[Prompt]:
Answer the following from the text on the Museum of Deaf Education:
(a) In what year did the museum have to close?
(b) What position did Piet Borneman hold at the school in Sint Michielsgestel?
(c) In what year was the museum opened?

[Document section]:
·····
Exhibits of most Deaf Museums include photos, videos, technical equipment, books, magazines. Most also include items used by deafblind people - now or in the past.

Exhibits about deafblind people at the Deaf Heritage Centre UK
Museum of Deaf Education, NL
The Museum of Deaf Education in the Netherlands unfortunately had to close in 2021 because the old buildings of the School for the Deaf in Sint Michielsgestel (NL) were sold.
The collection - now in storage - started out with objects, documents, photos and videos of the school for the Deaf in Sint Michielsgestel. Piet Borneman who worked at the school as the Head Nurse, started collecting objects out of personal interest. There was no Museum yet, there were no plans even for a Museum.
Once it became known that Piet was collecting, other schools for the Deaf contacted him - usually when they were moving to a new location. "Piet, if you want our books, desks, photos, come and get them, now because everything will be thrown out." Piet became good at 'dumpster diving' and saved many irreplaceable documents and objects from destruction.
When the Museum was opened in 2015, the exhibits included many objects and books from other schools for the Deaf in the Netherlands. For the full story, see elsewhere on this website.
Because of Piet's personal interests, the collection of the Museum also included examples of hearing aids and audiometric equipment through the ages.
·····
[Source data]:
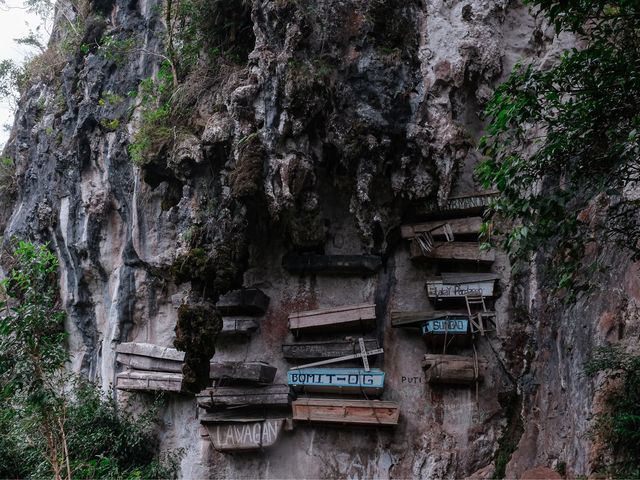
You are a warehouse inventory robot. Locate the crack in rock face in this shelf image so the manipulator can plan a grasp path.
·····
[Written response]:
(a) 2021
(b) Head Nurse
(c) 2015